PROMPT: Repeat each entry as written, dropping any picture you find.
# Start of RECORDS SUPPLIED
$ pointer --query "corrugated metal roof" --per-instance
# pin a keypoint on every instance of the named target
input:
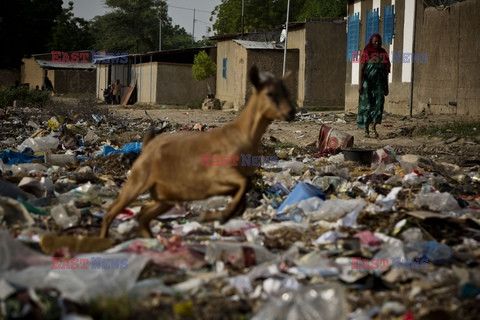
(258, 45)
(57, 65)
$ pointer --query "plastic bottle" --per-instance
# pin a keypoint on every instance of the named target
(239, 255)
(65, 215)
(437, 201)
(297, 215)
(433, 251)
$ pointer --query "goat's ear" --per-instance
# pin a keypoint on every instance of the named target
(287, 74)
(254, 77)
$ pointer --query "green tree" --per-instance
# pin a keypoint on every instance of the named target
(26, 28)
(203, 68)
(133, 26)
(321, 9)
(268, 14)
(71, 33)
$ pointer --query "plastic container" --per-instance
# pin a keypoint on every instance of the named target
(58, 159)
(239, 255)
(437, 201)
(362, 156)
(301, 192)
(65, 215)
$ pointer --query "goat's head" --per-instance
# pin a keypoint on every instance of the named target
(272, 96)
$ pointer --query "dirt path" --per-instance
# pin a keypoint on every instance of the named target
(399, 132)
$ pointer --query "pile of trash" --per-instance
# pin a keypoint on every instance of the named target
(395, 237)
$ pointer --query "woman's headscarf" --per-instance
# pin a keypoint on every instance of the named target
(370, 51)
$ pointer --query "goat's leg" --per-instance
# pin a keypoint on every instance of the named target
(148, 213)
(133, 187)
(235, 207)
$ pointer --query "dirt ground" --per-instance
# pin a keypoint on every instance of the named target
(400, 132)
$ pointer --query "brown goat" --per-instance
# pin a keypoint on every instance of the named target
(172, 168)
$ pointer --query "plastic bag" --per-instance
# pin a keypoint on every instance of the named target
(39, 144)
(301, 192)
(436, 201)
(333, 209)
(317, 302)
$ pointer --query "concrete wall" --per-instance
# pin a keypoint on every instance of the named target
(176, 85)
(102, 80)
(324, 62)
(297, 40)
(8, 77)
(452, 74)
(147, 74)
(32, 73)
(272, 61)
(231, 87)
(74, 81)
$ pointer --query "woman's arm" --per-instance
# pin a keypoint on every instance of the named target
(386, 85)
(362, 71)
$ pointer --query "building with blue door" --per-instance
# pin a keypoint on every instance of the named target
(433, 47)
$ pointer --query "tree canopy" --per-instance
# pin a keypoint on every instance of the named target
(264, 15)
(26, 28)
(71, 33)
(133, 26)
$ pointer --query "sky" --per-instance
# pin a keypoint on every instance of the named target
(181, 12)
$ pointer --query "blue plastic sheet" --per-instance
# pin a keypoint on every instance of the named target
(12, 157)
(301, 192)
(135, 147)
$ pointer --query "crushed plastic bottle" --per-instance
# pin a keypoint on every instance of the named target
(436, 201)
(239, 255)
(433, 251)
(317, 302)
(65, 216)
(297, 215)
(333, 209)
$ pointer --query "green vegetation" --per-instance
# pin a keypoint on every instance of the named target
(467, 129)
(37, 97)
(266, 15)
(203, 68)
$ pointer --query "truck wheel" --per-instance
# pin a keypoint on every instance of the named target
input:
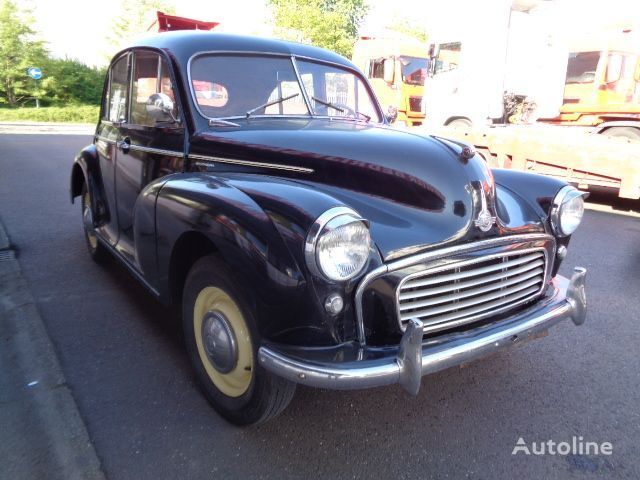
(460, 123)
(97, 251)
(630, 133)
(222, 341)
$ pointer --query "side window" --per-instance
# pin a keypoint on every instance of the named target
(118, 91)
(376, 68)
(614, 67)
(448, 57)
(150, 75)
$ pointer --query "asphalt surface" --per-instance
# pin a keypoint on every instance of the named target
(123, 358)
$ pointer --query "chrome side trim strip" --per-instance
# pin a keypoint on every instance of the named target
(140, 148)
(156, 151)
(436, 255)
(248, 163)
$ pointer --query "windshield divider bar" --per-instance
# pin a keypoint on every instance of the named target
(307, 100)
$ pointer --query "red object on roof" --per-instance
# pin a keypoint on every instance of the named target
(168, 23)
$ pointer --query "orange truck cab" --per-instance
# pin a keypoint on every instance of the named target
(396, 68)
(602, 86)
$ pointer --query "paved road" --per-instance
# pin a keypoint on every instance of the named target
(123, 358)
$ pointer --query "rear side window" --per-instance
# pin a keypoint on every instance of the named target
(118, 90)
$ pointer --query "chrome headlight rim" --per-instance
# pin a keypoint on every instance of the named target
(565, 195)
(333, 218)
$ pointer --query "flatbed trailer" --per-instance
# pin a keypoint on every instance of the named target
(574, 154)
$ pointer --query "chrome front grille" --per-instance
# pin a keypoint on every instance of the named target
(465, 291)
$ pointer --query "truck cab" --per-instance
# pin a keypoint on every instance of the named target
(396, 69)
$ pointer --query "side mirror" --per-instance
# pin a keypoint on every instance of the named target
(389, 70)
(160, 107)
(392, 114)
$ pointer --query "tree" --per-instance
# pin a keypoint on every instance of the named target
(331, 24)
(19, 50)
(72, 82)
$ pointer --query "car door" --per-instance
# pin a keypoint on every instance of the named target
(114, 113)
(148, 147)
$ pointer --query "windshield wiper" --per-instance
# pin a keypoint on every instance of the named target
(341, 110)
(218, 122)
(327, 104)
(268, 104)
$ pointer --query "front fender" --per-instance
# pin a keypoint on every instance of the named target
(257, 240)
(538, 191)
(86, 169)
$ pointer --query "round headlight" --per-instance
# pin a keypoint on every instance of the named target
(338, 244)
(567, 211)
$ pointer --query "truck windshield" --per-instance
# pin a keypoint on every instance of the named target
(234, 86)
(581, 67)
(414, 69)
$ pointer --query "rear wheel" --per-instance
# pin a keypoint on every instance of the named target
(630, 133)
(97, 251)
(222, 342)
# End of RECORDS SUPPLIED
ANSWER FOR THIS EXERCISE:
$ pointer --query "corrugated metal roof" --per-instance
# pin a keypoint on every instance of the named target
input:
(258, 45)
(57, 65)
$ pointer --query "plastic bottle" --per-instance
# pin a keypoint on every instance of the named target
(239, 255)
(65, 215)
(437, 201)
(297, 215)
(433, 251)
$ pointer --query "goat's ear" --per-instance
# pin a keypoint on every instance of the named target
(287, 74)
(254, 77)
$ pointer --query "green tree" --per-instance
# pin a keypoint on every instance of the named target
(26, 28)
(203, 68)
(133, 26)
(321, 9)
(268, 14)
(71, 33)
$ pointer --query "plastic container" --per-instance
# pin a keypoint on every instance of the named target
(58, 159)
(239, 255)
(437, 201)
(362, 156)
(301, 192)
(65, 215)
$ pointer --query "goat's head" --per-instance
# pin a keypoint on every instance of the named target
(272, 96)
$ pointer --query "dirt path" --per-instance
# pin a keypoint on every instance of the named target
(399, 132)
$ pointer --query "pile of trash" --per-instance
# pin a keypoint on every instance of the named target
(395, 237)
$ pointer --query "woman's headscarf" --per-instance
# pin a keypoint on every instance of the named target
(370, 51)
$ pointer --query "goat's leg" --per-instance
# pin a keypoint on every instance of the named target
(148, 213)
(133, 187)
(235, 207)
$ pointer --query "dirt ground" --per-instance
# pin a keypoint on every instance of the named target
(400, 132)
$ pointer --query "brown goat" --per-instance
# pin a keypoint on every instance of the named target
(172, 168)
$ pointer --query "plastic bag" --per-instance
# pin a keypoint on every instance of the named target
(39, 144)
(301, 192)
(436, 201)
(333, 209)
(317, 302)
$ pointer --query "concrete wall" --per-instance
# pin a keypoint on every instance of the named target
(176, 85)
(102, 80)
(324, 62)
(297, 40)
(8, 77)
(452, 74)
(147, 74)
(32, 73)
(272, 61)
(231, 87)
(74, 81)
$ pointer --query "woman's arm" --per-instance
# pin a keypoint on every instance of the named target
(386, 85)
(362, 71)
$ pointer --query "building with blue door" --per-instance
# pin a keypoint on every instance of the named target
(433, 47)
$ pointer --query "tree canopy" --per-instance
# pin a keypoint on every instance of the named target
(264, 15)
(26, 28)
(71, 33)
(133, 26)
$ pointer --query "sky" --per-instance
# pin a keypoint on every instance of the named target
(181, 12)
$ pointer --query "blue plastic sheet" --per-instance
# pin a keypoint on every instance of the named target
(12, 157)
(301, 192)
(135, 147)
$ pointer --query "crushed plastic bottle" --per-instance
# pin a keypoint on every instance of the named target
(436, 201)
(239, 255)
(433, 251)
(317, 302)
(65, 216)
(297, 215)
(333, 209)
$ pointer --query "green vegetation" --per-instance
# pin a keypoint on every instance of the named target
(467, 129)
(37, 97)
(266, 15)
(203, 68)
$ pointer --query "truck wheel" --per-instance
# pin a keypoint on every instance of the named target
input:
(460, 123)
(97, 251)
(630, 133)
(222, 341)
$ pointer --query "side window" --per-instance
# pin a keypoint on every instance of the named target
(118, 91)
(376, 68)
(614, 67)
(448, 57)
(150, 75)
$ pointer --query "asphalt surface" --per-instance
# pin a keypoint on every instance of the named target
(123, 358)
$ pointer --query "chrome side trim strip" --per-instance
# pin a keypoint on every instance of the named target
(140, 148)
(156, 151)
(436, 255)
(248, 163)
$ pointer --query "windshield divider bar" --per-instance
# pin a keypoint on every instance of the named target
(307, 100)
$ pointer --query "red object on roof" --per-instance
# pin a keypoint on every instance of the named target
(168, 23)
$ pointer --query "orange truck cab" --per-instance
# pin a keypoint on every instance of the named target
(396, 68)
(602, 86)
$ pointer --query "paved road" --per-instance
# pin a keypoint on every instance of the named target
(123, 358)
$ pointer --query "rear side window" --per-instance
# pin a keypoint on every instance of the named target
(118, 90)
$ pointer --query "chrome headlight rim" --per-instance
# pin a keypoint on every instance of the named target
(565, 195)
(333, 218)
$ pointer --query "flatbed trailer" --per-instance
# pin a keypoint on every instance of the named target
(574, 154)
$ pointer --query "chrome front grille" --per-instance
# pin a keypoint on every instance of the named target
(465, 291)
$ pointer --query "truck cab" --per-instance
# pin a keypoint on every instance of the named target
(396, 69)
$ pointer --query "side mirror" --per-instance
# pin a keypoint on every instance of the named target
(389, 70)
(160, 107)
(392, 114)
$ pointer --query "tree" --per-instance
# pin a keypoint on every instance of the named target
(331, 24)
(19, 50)
(72, 82)
$ pointer --query "car door" --per-instance
# pin a keypoint on every instance of the named target
(114, 113)
(148, 147)
$ pointer --query "windshield wiper" --per-instance
# pin a keypoint on every instance of the named target
(341, 110)
(218, 122)
(327, 104)
(268, 104)
$ pointer --query "front fender" --per-instance
# pin a keypoint on every instance of the named target
(257, 240)
(538, 191)
(86, 169)
$ pointer --query "round headlight" --per-instance
# pin a keypoint on every instance of the named target
(338, 244)
(567, 211)
$ pointer --query "truck windshield" --per-instance
# pin a keypoint on every instance of the named target
(234, 86)
(581, 67)
(414, 69)
$ pointer --query "rear wheel" --per-instance
# pin a keypoint on every instance of the named target
(630, 133)
(97, 251)
(222, 342)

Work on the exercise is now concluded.